━━ Material supplied ━━

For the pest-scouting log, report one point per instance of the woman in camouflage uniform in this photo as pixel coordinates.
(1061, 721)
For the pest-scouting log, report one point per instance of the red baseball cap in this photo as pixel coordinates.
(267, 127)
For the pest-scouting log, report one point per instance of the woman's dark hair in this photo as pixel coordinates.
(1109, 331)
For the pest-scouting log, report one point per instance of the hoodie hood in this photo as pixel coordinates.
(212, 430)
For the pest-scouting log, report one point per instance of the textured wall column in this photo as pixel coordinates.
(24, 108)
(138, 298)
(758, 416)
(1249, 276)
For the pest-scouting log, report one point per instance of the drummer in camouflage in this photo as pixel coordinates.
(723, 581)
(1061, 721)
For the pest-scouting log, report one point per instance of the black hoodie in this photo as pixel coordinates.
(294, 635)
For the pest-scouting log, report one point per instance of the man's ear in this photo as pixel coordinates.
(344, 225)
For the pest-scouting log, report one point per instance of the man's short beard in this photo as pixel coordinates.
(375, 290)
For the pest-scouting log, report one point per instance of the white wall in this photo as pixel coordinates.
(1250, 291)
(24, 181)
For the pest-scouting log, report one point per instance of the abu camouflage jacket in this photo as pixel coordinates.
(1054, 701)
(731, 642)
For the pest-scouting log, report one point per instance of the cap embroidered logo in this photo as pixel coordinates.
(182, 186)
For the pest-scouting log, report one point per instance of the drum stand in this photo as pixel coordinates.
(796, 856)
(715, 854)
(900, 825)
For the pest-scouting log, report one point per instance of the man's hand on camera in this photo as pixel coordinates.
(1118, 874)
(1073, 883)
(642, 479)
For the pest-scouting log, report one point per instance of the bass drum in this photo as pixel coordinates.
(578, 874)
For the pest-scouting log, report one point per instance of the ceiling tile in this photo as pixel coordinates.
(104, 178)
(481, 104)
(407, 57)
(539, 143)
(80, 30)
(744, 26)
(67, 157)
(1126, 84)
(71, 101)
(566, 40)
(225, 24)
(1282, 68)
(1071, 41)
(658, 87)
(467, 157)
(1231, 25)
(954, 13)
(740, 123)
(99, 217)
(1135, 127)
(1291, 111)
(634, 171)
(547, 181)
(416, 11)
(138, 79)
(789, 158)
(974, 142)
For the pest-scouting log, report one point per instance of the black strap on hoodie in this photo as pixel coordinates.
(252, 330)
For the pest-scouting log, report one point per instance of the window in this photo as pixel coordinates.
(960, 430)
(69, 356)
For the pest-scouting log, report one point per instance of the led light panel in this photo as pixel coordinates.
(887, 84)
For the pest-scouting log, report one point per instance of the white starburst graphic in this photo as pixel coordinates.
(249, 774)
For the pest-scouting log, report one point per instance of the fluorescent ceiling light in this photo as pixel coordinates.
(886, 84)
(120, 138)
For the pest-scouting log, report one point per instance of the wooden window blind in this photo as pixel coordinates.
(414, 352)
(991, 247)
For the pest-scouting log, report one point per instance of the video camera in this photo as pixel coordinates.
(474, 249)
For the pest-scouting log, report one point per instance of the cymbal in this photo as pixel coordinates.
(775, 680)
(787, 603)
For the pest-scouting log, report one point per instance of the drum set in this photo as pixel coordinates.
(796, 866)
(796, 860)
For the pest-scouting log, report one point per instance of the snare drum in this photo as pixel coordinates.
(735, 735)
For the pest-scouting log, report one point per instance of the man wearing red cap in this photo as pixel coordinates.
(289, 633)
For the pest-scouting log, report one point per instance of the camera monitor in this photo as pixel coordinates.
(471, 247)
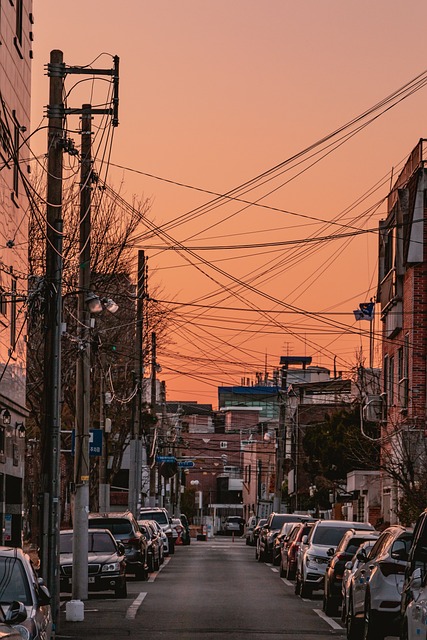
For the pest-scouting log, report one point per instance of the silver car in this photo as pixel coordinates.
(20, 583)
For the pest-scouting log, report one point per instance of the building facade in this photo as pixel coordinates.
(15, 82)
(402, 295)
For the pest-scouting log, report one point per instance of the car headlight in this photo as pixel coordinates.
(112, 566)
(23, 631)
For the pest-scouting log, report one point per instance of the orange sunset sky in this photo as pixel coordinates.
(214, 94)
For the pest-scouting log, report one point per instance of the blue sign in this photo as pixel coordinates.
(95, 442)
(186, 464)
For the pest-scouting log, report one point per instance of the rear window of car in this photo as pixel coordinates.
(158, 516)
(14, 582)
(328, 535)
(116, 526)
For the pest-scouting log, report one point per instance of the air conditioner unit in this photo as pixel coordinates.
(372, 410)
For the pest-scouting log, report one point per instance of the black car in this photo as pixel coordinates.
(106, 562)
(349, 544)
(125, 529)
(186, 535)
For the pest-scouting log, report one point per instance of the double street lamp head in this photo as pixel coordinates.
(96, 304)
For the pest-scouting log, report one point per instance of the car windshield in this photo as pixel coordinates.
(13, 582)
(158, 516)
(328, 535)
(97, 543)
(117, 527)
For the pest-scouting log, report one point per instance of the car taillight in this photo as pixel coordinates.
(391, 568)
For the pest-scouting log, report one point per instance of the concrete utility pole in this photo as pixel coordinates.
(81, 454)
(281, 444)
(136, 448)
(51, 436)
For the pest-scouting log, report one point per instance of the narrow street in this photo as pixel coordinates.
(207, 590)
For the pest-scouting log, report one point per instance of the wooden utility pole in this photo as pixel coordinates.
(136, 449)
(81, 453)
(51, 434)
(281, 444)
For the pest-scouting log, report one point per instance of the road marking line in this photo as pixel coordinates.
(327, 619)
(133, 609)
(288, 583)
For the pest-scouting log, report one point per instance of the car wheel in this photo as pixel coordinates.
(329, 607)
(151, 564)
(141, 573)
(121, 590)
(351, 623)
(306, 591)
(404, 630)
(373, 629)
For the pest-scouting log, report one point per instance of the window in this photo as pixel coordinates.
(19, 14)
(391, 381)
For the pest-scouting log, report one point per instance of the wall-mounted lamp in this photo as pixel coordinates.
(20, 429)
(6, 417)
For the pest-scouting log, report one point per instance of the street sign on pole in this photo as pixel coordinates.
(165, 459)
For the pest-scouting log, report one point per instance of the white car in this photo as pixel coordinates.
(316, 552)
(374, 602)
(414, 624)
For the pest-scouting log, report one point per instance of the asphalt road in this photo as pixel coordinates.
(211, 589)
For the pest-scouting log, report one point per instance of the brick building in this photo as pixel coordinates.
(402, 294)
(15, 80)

━━━

**Given problem**
Give every line of the listing above as a Markdown table with the columns Row and Line. Number the rows, skip blank lines, and leave the pictures out of the answer.

**Written response**
| Row | Line |
|---|---|
| 1 | For the pest-scouting log, report one point per instance of the woman in camouflage uniform in this photo as pixel coordinates. |
| 2 | (1061, 721) |
| 3 | For the pest-scouting log, report one point per instance of the red baseball cap in this photo as pixel coordinates. |
| 4 | (267, 127) |
| 5 | For the pest-scouting log, report one point per instance of the woman's dark hair in this photo as pixel coordinates. |
| 6 | (1109, 331) |
| 7 | For the pest-scouting log, report one point per instance of the hoodie hood in this photo as pixel coordinates. |
| 8 | (212, 430) |
| 9 | For the pest-scouting log, report one point per instance of the textured wall column in this photo as pixel coordinates. |
| 10 | (24, 108) |
| 11 | (138, 298) |
| 12 | (758, 416) |
| 13 | (1249, 276) |
| 14 | For the pest-scouting log, report one point per instance of the drummer in camouflage in this photo as pixel coordinates. |
| 15 | (723, 581) |
| 16 | (1061, 721) |
| 17 | For the pest-scouting log, report one point per instance of the black hoodie in this photo as pixel coordinates. |
| 18 | (294, 635) |
| 19 | For the pest-scouting log, report one point per instance of the man's ear in this photo as pixel coordinates. |
| 20 | (344, 225) |
| 21 | For the pest-scouting log, report one point per instance of the man's short beard in this photo as pixel coordinates. |
| 22 | (375, 290) |
| 23 | For the pest-scouting log, report one point per instance of the white wall in this photo as pixel coordinates. |
| 24 | (1250, 291) |
| 25 | (24, 181) |
| 26 | For the pest-scouting log, report one point per instance of the abu camouflage jacket in this photo as pixel coordinates. |
| 27 | (1054, 701) |
| 28 | (731, 642) |
| 29 | For the pest-scouting log, report one point per instance of the cap embroidered logo in this photo as pixel coordinates. |
| 30 | (182, 186) |
| 31 | For the pest-scouting log, report one point per instance of the drum stand in this photo as pixel coordinates. |
| 32 | (796, 856) |
| 33 | (715, 854) |
| 34 | (900, 825) |
| 35 | For the pest-scouting log, report one point per instance of the man's hand on camera in this photo as pixel coordinates. |
| 36 | (1118, 874) |
| 37 | (1073, 883) |
| 38 | (642, 479) |
| 39 | For the pest-scouting log, report one point per instance of the bass drum in this photo as pixel coordinates. |
| 40 | (578, 874) |
| 41 | For the pest-scouting log, report one point per instance of the ceiling tile in this photo as pixel coordinates. |
| 42 | (104, 178) |
| 43 | (481, 104) |
| 44 | (407, 57) |
| 45 | (539, 143) |
| 46 | (80, 30) |
| 47 | (744, 26) |
| 48 | (67, 157) |
| 49 | (1126, 84) |
| 50 | (71, 101) |
| 51 | (566, 40) |
| 52 | (225, 24) |
| 53 | (1282, 68) |
| 54 | (1071, 41) |
| 55 | (658, 87) |
| 56 | (467, 157) |
| 57 | (1231, 25) |
| 58 | (954, 13) |
| 59 | (740, 123) |
| 60 | (99, 217) |
| 61 | (1135, 127) |
| 62 | (1291, 111) |
| 63 | (634, 171) |
| 64 | (547, 181) |
| 65 | (416, 11) |
| 66 | (138, 79) |
| 67 | (789, 158) |
| 68 | (974, 142) |
| 69 | For the pest-scouting log, report one point per instance of the black strap on hoodie in this photo as pixel coordinates. |
| 70 | (252, 330) |
| 71 | For the pest-scouting log, report one point per instance of the window in this photo as pixel coordinates. |
| 72 | (960, 430) |
| 73 | (69, 356) |
| 74 | For the pest-scouting log, report one point per instance of the led light panel in this photo as pixel coordinates. |
| 75 | (887, 84) |
| 76 | For the pest-scouting log, report one point per instance of the white starburst graphic in this photo as pixel coordinates. |
| 77 | (249, 774) |
| 78 | For the pest-scouting log, report one point per instance of the fluorescent ceiling light in this photo as pixel coordinates. |
| 79 | (886, 84) |
| 80 | (120, 138) |
| 81 | For the pest-scouting log, report one point per instance of the wooden window blind in this photo as pixel coordinates. |
| 82 | (414, 352) |
| 83 | (991, 247) |
| 84 | For the pest-scouting log, report one point per instance of the video camera in this photo as pixel coordinates. |
| 85 | (474, 249) |
| 86 | For the pest-scouting log, report one point per instance of the cymbal in this photo as pixel coordinates. |
| 87 | (775, 680) |
| 88 | (787, 603) |
| 89 | For the pest-scouting log, report one point per instance of the drum set in this photo as pixel coordinates. |
| 90 | (796, 866) |
| 91 | (796, 860) |
| 92 | For the pest-scouting log, report one point per instance of the snare drum in this photo as pixel coordinates. |
| 93 | (735, 735) |
| 94 | For the pest-scouting log, report one point per instance of the man wearing red cap in this photo as pixel coordinates. |
| 95 | (289, 633) |
| 96 | For the pest-scouting log, report one point per instance of the camera monitor in this photo as pixel coordinates. |
| 97 | (471, 247) |
| 98 | For the pest-scouting log, report one point per instance of the silver car in this photo as pixel coordinates. |
| 99 | (20, 583) |
| 100 | For the pest-scouting log, report one point per instance of the building facade in this photo as pixel coordinates. |
| 101 | (15, 82) |
| 102 | (402, 295) |
| 103 | For the pest-scouting log, report one point per instance of the car headlight in this photo as pixel coordinates. |
| 104 | (112, 566) |
| 105 | (23, 631) |
| 106 | For the pest-scouting log, report one point per instance of the orange sunset sky in this photo as pixel coordinates. |
| 107 | (214, 94) |
| 108 | For the pest-scouting log, report one point per instance of the blue sign in this photo as pixel coordinates. |
| 109 | (95, 442) |
| 110 | (186, 464) |
| 111 | For the pest-scouting log, report one point per instance of the rear window of car in this photo as pixel coordinates. |
| 112 | (158, 516) |
| 113 | (14, 582) |
| 114 | (328, 535) |
| 115 | (116, 526) |
| 116 | For the pest-scouting log, report one point per instance of the air conditioner unit in this photo as pixel coordinates. |
| 117 | (372, 410) |
| 118 | For the pest-scouting log, report one point per instance of the black car in this photo as pixel coordinates. |
| 119 | (106, 562) |
| 120 | (349, 544) |
| 121 | (125, 529) |
| 122 | (186, 535) |
| 123 | For the pest-scouting log, report one point per instance of the double street lamp head in this photo as pixel coordinates. |
| 124 | (96, 304) |
| 125 | For the pest-scouting log, report one point per instance of the car windshield in this photo as pixel coordinates. |
| 126 | (13, 582) |
| 127 | (158, 516) |
| 128 | (328, 535) |
| 129 | (97, 543) |
| 130 | (117, 527) |
| 131 | For the pest-scouting log, report one point per instance of the car taillight in this photo as pixel coordinates. |
| 132 | (391, 568) |
| 133 | For the pest-scouting log, report one point per instance of the concrete utility pole in this photo as pixel coordinates. |
| 134 | (81, 454) |
| 135 | (281, 444) |
| 136 | (136, 448) |
| 137 | (51, 436) |
| 138 | For the pest-scouting log, report one point per instance of the narrow street in this photo as pixel coordinates. |
| 139 | (207, 590) |
| 140 | For the pest-scouting log, report one point per instance of the wooden utility pole in this photo as pixel coordinates. |
| 141 | (136, 449) |
| 142 | (81, 453) |
| 143 | (51, 434) |
| 144 | (281, 444) |
| 145 | For the pest-scouting log, report one point per instance of the road marking line in this photo as pixel coordinates. |
| 146 | (327, 619) |
| 147 | (133, 609) |
| 148 | (288, 583) |
| 149 | For the pest-scouting log, report one point per instance of the car wheel in this photo as pixel coordinates. |
| 150 | (329, 607) |
| 151 | (151, 564) |
| 152 | (141, 573) |
| 153 | (121, 590) |
| 154 | (351, 623) |
| 155 | (306, 591) |
| 156 | (404, 630) |
| 157 | (373, 629) |
| 158 | For the pest-scouting log, report one point per instance of the window in this photo as pixel coordinates. |
| 159 | (19, 14) |
| 160 | (391, 381) |
| 161 | For the pest-scouting log, report one point per instance of the wall-mounted lamp in this photo as pixel coordinates. |
| 162 | (20, 429) |
| 163 | (6, 417) |
| 164 | For the pest-scouting log, report one point per instance of the street sign on pole in this photo as pixel coordinates. |
| 165 | (165, 459) |
| 166 | For the pest-scouting log, report one point per instance of the white car in this photo as pixel coordinates. |
| 167 | (316, 552) |
| 168 | (374, 602) |
| 169 | (414, 624) |
| 170 | For the pest-scouting log, report one point per instance of the asphalt road in this photo as pixel coordinates. |
| 171 | (211, 589) |
| 172 | For the pest-scouting log, report one point per instance of the brick building in this photo as pixel coordinates. |
| 173 | (402, 294) |
| 174 | (15, 80) |